BEGIN DATA PROVIDED

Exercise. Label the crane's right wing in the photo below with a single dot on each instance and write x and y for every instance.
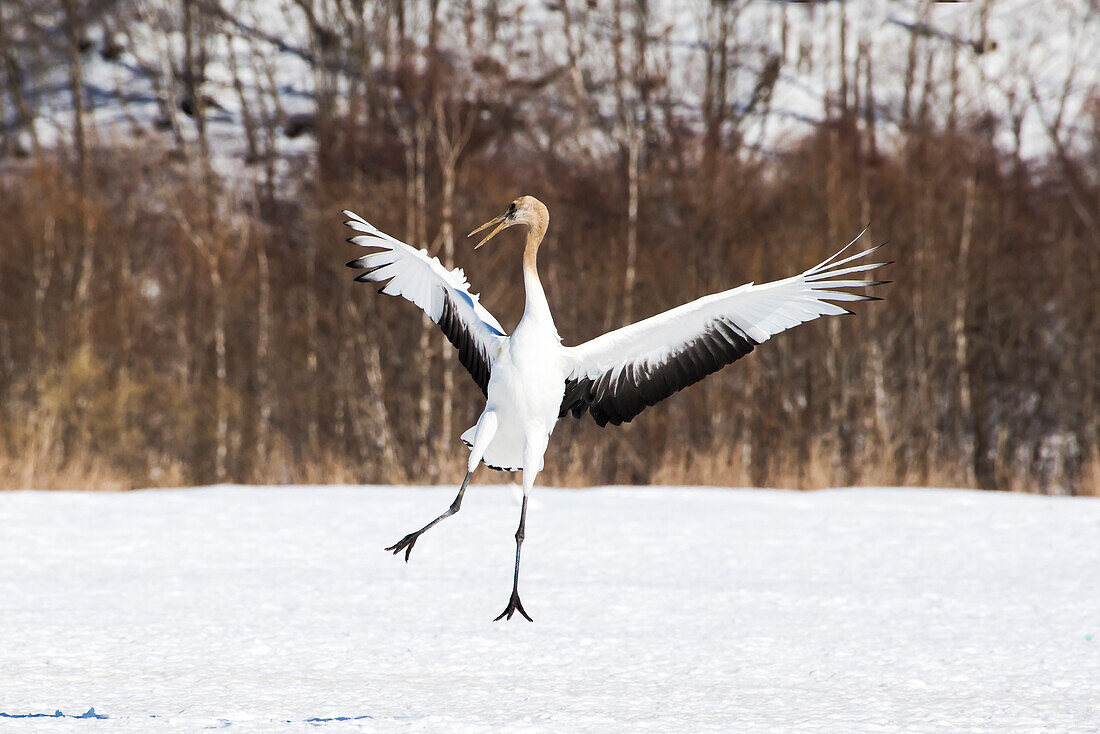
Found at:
(617, 375)
(443, 295)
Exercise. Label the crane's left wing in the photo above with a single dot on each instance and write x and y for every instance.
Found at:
(443, 295)
(617, 375)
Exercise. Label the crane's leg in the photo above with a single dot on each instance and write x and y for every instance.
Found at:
(532, 462)
(486, 427)
(409, 540)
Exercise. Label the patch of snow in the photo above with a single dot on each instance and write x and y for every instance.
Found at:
(276, 609)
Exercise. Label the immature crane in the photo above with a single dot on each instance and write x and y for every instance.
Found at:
(530, 380)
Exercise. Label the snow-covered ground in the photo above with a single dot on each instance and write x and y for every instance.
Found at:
(655, 610)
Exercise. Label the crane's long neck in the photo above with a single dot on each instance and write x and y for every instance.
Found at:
(537, 306)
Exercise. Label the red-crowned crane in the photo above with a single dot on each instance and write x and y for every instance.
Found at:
(530, 380)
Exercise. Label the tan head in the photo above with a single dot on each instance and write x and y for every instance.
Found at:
(525, 210)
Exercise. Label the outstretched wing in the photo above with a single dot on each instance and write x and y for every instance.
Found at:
(617, 375)
(443, 295)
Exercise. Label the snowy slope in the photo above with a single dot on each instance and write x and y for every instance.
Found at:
(656, 610)
(1040, 58)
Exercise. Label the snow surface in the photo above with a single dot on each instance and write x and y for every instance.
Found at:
(276, 609)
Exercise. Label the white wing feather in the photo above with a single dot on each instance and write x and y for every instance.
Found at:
(442, 294)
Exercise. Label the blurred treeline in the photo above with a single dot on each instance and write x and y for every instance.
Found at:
(168, 318)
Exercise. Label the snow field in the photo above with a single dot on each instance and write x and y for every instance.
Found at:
(276, 610)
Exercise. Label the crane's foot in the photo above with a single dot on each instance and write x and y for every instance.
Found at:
(406, 545)
(514, 605)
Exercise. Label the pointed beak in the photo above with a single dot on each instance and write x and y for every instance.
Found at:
(501, 222)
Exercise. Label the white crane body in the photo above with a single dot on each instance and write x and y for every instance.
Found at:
(530, 380)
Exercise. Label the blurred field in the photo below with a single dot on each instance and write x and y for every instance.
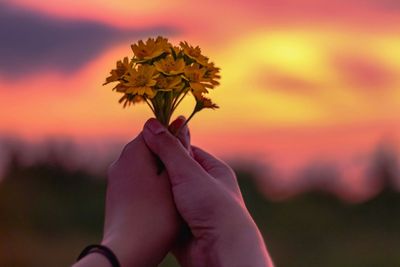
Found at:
(49, 213)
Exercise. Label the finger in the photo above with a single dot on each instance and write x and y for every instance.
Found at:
(180, 166)
(215, 167)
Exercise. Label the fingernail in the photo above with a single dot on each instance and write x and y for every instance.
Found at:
(155, 126)
(182, 118)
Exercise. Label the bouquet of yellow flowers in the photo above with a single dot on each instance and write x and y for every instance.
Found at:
(161, 75)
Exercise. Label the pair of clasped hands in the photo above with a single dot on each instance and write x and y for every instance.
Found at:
(194, 208)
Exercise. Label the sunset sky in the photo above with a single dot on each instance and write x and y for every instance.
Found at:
(305, 83)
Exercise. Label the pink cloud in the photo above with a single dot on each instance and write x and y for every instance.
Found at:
(364, 72)
(277, 80)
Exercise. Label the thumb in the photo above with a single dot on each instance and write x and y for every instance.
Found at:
(181, 167)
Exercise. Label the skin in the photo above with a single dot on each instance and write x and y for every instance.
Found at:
(194, 206)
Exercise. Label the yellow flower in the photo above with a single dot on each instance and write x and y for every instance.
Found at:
(169, 83)
(151, 49)
(122, 68)
(170, 66)
(194, 53)
(194, 74)
(203, 102)
(176, 50)
(141, 81)
(128, 99)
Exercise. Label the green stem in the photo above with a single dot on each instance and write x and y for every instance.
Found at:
(176, 104)
(150, 106)
(186, 122)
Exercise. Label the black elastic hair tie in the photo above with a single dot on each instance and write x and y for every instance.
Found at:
(105, 251)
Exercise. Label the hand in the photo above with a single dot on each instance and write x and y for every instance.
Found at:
(141, 221)
(208, 198)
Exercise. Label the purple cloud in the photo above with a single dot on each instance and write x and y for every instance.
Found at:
(31, 42)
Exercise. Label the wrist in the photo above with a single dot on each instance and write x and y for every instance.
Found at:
(240, 244)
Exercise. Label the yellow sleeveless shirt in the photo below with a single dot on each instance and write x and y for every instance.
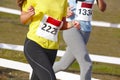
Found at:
(54, 8)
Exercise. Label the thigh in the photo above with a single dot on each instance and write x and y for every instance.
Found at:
(39, 61)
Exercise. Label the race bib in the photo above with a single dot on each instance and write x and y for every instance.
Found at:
(84, 11)
(49, 28)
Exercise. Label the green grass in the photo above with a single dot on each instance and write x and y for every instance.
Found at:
(103, 41)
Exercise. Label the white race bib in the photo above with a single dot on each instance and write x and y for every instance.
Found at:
(84, 11)
(49, 28)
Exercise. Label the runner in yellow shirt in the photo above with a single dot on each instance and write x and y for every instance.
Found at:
(46, 18)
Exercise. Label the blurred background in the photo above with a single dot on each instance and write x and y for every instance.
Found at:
(103, 41)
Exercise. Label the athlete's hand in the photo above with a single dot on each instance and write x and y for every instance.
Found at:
(31, 10)
(69, 12)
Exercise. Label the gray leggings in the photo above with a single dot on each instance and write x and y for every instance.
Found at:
(76, 41)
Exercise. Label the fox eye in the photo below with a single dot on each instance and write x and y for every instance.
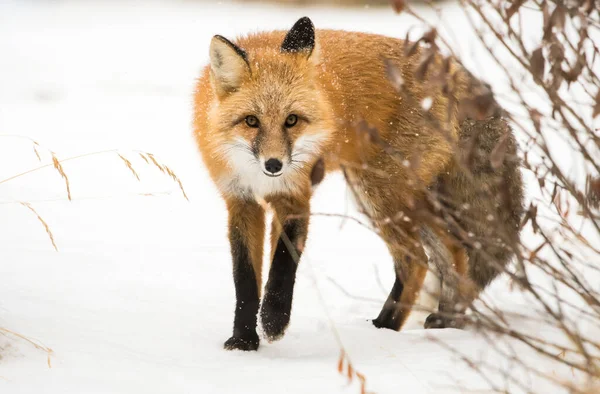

END DATA PROVIDED

> [WORK ORDER]:
What is the number of lines in the entries that include the string "blurred"? Reply with that number alone.

> [SOLUTION TO THIS TASK]:
3